◆ Quoted passage ◆
◇ ◇ ◇ ◇ ◇ ◇ ◇
Virginia Pascual Receives Lupus Insight Prize for Work on Events That Lead to Flare-ups
New York researcher Virginia Pascual has received the $150,000 Lupus Insight Prize for work that promises to improve our understanding of events leading to the disease’s flare-ups.
Pascual is a pioneer in lupus biomarkers, or molecular signals of the disease. She was recently appointed founding director of the Gale and Ira Drukier Institute for Children’s Health at Weill Cornell Medicine in New York City.
The Lupus Research Alliance, which sponsors the prize, awarded it to her at the annual meeting of the Federation of Clinical Immunology Societies in Chicago, June 14-17.
“Dr. Pascual was selected for the Insight Prize because of her scientific vision and dedication to improving the lives and health of all those living with or at risk of lupus,” Margaret Dowd, the alliance’s co-president and co-chief executive officer, said in a press release. “Her work is creating a paradigm shift in the lupus field by opening new avenues for personalized drug development and pointing the way to better, more effective clinical trial design.”
Pascual will use the prize to analyze regularly collected blood samples from children with lupus. By collecting samples before a flare-up appears, her team hopes to identify biomarkers of lupus’ earliest stages.
One of their research tools will be a technology that can dissect gene expression in one cell at a time. Expression is the process by which information from a gene is used to create a functional product like a protein.
◇ ◇ ◇ ◇ ◇ ◇ ◇
◆ Given data ◆
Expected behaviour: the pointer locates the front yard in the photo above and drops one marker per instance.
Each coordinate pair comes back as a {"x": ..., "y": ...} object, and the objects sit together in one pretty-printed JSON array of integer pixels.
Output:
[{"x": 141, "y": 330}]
◇ ◇ ◇ ◇ ◇ ◇ ◇
◆ Prompt A ◆
Reproduce the passage of the Lupus Insight Prize article between "Pascual is a" and "Chicago, June 14-17.", inclusive.
◆ Prompt B ◆
Answer these questions from the Lupus Insight Prize article:
(i) How much money does the prize carry?
(ii) At what event and in which city was the prize awarded?
(iii) What can the technology that Pascual's team will use do?
◆ Prompt C ◆
Pick up the Lupus Insight Prize article after its final sentence and write what comes next.

◆ Task answer A ◆
Pascual is a pioneer in lupus biomarkers, or molecular signals of the disease. She was recently appointed founding director of the Gale and Ira Drukier Institute for Children’s Health at Weill Cornell Medicine in New York City.
The Lupus Research Alliance, which sponsors the prize, awarded it to her at the annual meeting of the Federation of Clinical Immunology Societies in Chicago, June 14-17.

◆ Task answer B ◆
(i) $150,000
(ii) At the annual meeting of the Federation of Clinical Immunology Societies in Chicago
(iii) It can dissect gene expression in one cell at a time.

◆ Task answer C ◆
“Dr. Pascual’s 2017 Lupus Insight Prize builds on her transformative biomarker discoveries to identify the changes in blood cells that occur as lupus progresses from remission, when symptoms are lessened, to a disease flare, when symptoms are worse,” said Kenneth M. Farber, the Lupus Research Alliance’s other co-president and co-CEO.
The research will start with children whose lupus is inactive at the time the study begins. Pascual’s team hopes the research reveals molecular processes that drug developers can target. The ultimate goal is therapies that can prevent flare-ups, which can damage vital organs.
Pascual has worked with children who have lupus for 25 years. Her studies of biomarkers are generating new road maps for lupus research that could lead to earlier and better diagnostic tools and tailored approaches to treatment.
In 2016, her team identified changes in children’s blood samples over time that doctors could use as biomarkers of lupus activity. The breakthrough led to the team developing seven categories of lupus in children, each with its own patterns of biomarkers.
The categories amounted to the first model of the disease’s course. The breakthrough overcame a huge obstacle in lupus research and care — an inability to predict when and where it was heading. The difficulty is that lupus varies from patient to patient. It has diverse symptoms, progresses through different remission and flare-up cycles, and its severity differs with the person.
Lupus’ variability is a major reason why many therapies have failed in clinical trials. Pascual’s work could result in tailored therapies that can be tested in trials of patients with particular biomarker patterns.
The Lupus Insight Prize recognizes innovative research that leads to important new understandings of lupus or major advances in the disease’s diagnosis and treatment.